Print every one of the entries below word for word, with no changes.

* _Input rows_:
[start]

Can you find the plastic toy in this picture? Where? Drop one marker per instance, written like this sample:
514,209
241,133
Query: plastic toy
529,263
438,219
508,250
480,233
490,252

[end]

* _Written reply_:
Can you find the plastic toy in this picture? Where? Drop one marker per instance, written like this sample:
514,209
241,133
Query: plastic toy
529,263
438,219
508,250
480,233
490,252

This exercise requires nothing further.